- **REQUIRED ACTION**
Would you write out all of the data exactly as it appears below?

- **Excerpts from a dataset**

○ ○ ○ ○ ○ ○ ○

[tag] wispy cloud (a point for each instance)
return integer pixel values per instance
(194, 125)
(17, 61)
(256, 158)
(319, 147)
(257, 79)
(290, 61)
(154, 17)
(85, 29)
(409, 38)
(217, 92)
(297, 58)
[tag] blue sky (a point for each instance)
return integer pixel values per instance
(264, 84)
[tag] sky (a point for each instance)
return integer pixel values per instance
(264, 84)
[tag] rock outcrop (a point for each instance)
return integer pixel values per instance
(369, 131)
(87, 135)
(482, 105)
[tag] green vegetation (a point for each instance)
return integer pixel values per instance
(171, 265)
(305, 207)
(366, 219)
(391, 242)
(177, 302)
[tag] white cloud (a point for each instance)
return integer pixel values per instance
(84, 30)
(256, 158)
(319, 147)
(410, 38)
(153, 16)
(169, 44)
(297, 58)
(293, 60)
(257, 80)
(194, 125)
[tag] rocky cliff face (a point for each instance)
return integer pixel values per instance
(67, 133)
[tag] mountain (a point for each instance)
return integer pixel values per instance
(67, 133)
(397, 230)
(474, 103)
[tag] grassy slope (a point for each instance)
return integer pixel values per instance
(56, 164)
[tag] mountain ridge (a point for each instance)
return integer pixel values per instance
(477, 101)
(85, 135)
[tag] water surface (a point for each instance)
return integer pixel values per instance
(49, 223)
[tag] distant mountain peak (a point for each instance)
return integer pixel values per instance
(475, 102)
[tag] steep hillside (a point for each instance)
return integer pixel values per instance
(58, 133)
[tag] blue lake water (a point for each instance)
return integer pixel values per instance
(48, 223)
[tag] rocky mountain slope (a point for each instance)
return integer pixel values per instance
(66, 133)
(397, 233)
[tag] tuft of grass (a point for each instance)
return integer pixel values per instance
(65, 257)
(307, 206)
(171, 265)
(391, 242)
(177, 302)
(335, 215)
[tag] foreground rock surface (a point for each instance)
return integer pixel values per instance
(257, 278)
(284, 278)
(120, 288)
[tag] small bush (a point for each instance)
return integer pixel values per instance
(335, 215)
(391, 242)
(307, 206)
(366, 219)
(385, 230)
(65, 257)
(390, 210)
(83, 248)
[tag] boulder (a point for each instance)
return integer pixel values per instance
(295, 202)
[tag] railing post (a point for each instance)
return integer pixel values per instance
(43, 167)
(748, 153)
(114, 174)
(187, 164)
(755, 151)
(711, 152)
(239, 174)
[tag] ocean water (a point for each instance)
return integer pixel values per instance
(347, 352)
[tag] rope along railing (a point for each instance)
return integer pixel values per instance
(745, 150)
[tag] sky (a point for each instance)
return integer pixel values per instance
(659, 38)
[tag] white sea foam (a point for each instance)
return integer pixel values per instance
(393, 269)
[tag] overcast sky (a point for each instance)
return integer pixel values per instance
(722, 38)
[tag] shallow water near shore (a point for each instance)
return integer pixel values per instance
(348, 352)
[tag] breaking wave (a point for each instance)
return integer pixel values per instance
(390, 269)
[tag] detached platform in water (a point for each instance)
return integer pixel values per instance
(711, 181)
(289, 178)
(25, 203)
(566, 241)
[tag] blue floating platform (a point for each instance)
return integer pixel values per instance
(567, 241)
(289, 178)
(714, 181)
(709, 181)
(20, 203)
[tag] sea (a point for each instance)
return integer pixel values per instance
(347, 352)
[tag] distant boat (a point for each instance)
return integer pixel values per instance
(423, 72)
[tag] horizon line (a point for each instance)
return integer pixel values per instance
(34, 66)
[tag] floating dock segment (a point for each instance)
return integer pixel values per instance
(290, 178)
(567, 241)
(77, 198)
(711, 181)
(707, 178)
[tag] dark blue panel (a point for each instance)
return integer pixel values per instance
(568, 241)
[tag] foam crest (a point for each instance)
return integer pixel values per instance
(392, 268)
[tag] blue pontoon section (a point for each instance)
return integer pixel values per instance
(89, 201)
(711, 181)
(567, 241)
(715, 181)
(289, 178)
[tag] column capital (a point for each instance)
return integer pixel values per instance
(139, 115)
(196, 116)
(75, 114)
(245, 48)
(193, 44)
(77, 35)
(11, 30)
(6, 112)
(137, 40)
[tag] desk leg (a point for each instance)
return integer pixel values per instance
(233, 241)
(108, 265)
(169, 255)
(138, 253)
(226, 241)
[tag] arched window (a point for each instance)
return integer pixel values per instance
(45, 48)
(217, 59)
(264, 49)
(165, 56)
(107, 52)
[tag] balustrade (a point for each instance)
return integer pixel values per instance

○ ○ ○ ○ ○ ○ ○

- **WRITTEN RESPONSE**
[tag] wispy cloud (a point for each instance)
return integer pixel values per instance
(194, 125)
(17, 61)
(256, 158)
(319, 147)
(257, 79)
(290, 61)
(154, 17)
(85, 29)
(409, 38)
(217, 92)
(297, 58)
[tag] blue sky (a point for each instance)
return integer pixel values per instance
(264, 84)
[tag] sky (a point for each instance)
return integer pixel values per instance
(264, 84)
[tag] rock outcrop (a point for each instance)
return integer pixel values per instance
(369, 131)
(87, 135)
(482, 105)
[tag] green vegetation (a point for each instance)
return integer pixel values per instance
(171, 265)
(305, 207)
(366, 219)
(391, 242)
(177, 302)
[tag] white cloud (a point for each instance)
return integer pixel values per instance
(84, 30)
(256, 158)
(319, 147)
(410, 38)
(153, 16)
(169, 44)
(297, 58)
(293, 60)
(257, 80)
(194, 125)
[tag] rocky cliff face (a point for each instance)
return integer pixel values per instance
(67, 133)
[tag] mountain (a point for each instance)
return integer pixel values per instance
(67, 133)
(397, 230)
(474, 103)
[tag] grassy slope (a point for each instance)
return integer pixel values per instance
(56, 164)
[tag] mountain ridge (a point for each instance)
return integer pixel values per instance
(477, 101)
(85, 135)
[tag] water surface (a point for each instance)
return integer pixel values per instance
(49, 223)
[tag] distant mountain peak (a point for each instance)
return integer pixel values per instance
(475, 102)
[tag] steep hillside (a point for each instance)
return integer pixel values per instance
(58, 133)
[tag] blue lake water (a point for each instance)
return integer pixel values per instance
(48, 223)
[tag] rocky mountain slope (a point for each instance)
return integer pixel values per instance
(66, 133)
(397, 233)
[tag] tuft of grass (a point for each instance)
return integer pixel values per instance
(65, 257)
(307, 206)
(171, 265)
(391, 242)
(177, 302)
(335, 215)
[tag] foreground rock surface (a point for each instance)
return integer pixel values per instance
(257, 278)
(284, 278)
(120, 288)
[tag] small bush (a point for each instance)
return integer pixel values per instance
(335, 215)
(391, 242)
(307, 206)
(366, 219)
(385, 230)
(65, 257)
(390, 210)
(83, 248)
[tag] boulder (a point for each instance)
return integer pixel values per instance
(295, 202)
[tag] railing post (a point for each instance)
return integer pixel values per instance
(43, 167)
(748, 153)
(114, 174)
(187, 164)
(755, 151)
(711, 152)
(239, 174)
[tag] ocean water (a point for each instance)
return integer pixel values per instance
(347, 352)
[tag] rope along railing (a point for each instance)
return integer pixel values per instance
(745, 150)
[tag] sky (a point for each instance)
return integer pixel values per instance
(659, 38)
[tag] white sea foam (a point for each instance)
return integer pixel values per instance
(393, 269)
[tag] overcast sky (a point for each instance)
return integer pixel values per instance
(722, 38)
[tag] shallow water near shore (a point for each instance)
return integer pixel values per instance
(348, 352)
[tag] breaking wave (a point for each instance)
return integer pixel values per instance
(390, 269)
[tag] detached platform in water (a point for each instance)
return integer pixel values per instance
(711, 181)
(289, 178)
(25, 203)
(566, 241)
[tag] blue floating platform (a point for each instance)
return integer pixel values per instance
(567, 241)
(289, 178)
(714, 181)
(709, 181)
(20, 203)
[tag] sea (a point for each instance)
return integer pixel values per instance
(347, 352)
[tag] distant boat (a point for each instance)
return integer pixel values per instance
(423, 72)
[tag] horizon line (a point for each instance)
return integer pixel values per instance
(34, 66)
[tag] floating dock segment (a point for each instance)
return integer pixel values per instance
(290, 178)
(567, 241)
(77, 198)
(711, 181)
(707, 178)
[tag] dark blue panel (a point for each instance)
return integer pixel values per instance
(568, 241)
[tag] foam crest (a point for each instance)
return integer pixel values per instance
(392, 268)
[tag] blue pontoon section (a point for each instance)
return integer pixel values per instance
(89, 201)
(711, 181)
(567, 241)
(715, 181)
(289, 178)
[tag] column capital (a point for each instance)
return integer pixel values per instance
(139, 115)
(196, 116)
(75, 114)
(245, 48)
(193, 44)
(77, 35)
(11, 30)
(6, 112)
(137, 40)
[tag] desk leg (a point for each instance)
return integer pixel values per instance
(233, 241)
(108, 265)
(169, 255)
(138, 253)
(226, 241)
[tag] arched window (a point for each instance)
return integer pixel values per instance
(45, 48)
(217, 59)
(264, 49)
(165, 56)
(107, 52)
[tag] balustrade (a point for each instance)
return integer pixel values per instance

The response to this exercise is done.